▶ _Goal_: Give every entry again, unchanged, and leave its images out.

▶ _Exercise data_:

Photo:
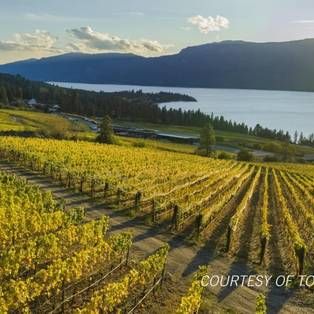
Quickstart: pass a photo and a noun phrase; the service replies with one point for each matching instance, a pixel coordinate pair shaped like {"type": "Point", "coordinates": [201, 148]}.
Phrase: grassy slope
{"type": "Point", "coordinates": [31, 121]}
{"type": "Point", "coordinates": [237, 140]}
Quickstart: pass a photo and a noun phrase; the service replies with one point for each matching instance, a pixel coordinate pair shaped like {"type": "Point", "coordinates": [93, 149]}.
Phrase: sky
{"type": "Point", "coordinates": [41, 28]}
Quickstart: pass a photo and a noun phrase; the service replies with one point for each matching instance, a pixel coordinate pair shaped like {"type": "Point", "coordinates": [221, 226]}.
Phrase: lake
{"type": "Point", "coordinates": [289, 111]}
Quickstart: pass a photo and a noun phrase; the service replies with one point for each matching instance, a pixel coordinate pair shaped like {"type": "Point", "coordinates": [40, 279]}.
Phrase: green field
{"type": "Point", "coordinates": [37, 122]}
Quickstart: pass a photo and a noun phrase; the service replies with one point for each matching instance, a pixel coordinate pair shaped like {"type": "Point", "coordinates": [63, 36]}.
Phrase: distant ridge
{"type": "Point", "coordinates": [227, 64]}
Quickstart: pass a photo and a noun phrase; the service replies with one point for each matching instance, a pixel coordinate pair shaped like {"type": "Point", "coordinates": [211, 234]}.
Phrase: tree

▶ _Result for this task_:
Photo:
Quickstart: pass a photo and a noun phrase; the service replies with one point for each matching instance, a pixel coordinate pair shaped like {"type": "Point", "coordinates": [201, 148]}.
Phrase: grassy slope
{"type": "Point", "coordinates": [31, 121]}
{"type": "Point", "coordinates": [237, 140]}
Quickstart: pass a photo and a noun phrase; the service replies with one point for each matching instance, a pixel coordinate pair shaped like {"type": "Point", "coordinates": [93, 149]}.
Phrase: sky
{"type": "Point", "coordinates": [41, 28]}
Quickstart: pass a photo and a noun phrase; the service replies with one point for each matching instance, a pixel coordinate pair shaped like {"type": "Point", "coordinates": [221, 226]}.
Phrase: lake
{"type": "Point", "coordinates": [289, 111]}
Quickstart: pass a photo and a noun phrase; the service replies with one point for each matching instance, a pixel coordinate pair shaped like {"type": "Point", "coordinates": [40, 279]}.
Phrase: green field
{"type": "Point", "coordinates": [37, 122]}
Quickstart: pass a photo and a noun phrase; the service replies with one point for each matching instance, a pixel coordinate pair shaped like {"type": "Point", "coordinates": [63, 36]}.
Phrase: distant ridge
{"type": "Point", "coordinates": [227, 64]}
Quickstart: pass a photo and a noun phrase; the service replies with one point for each matching instance, a pixel coordinate pair shaped like {"type": "Point", "coordinates": [211, 234]}.
Phrase: tree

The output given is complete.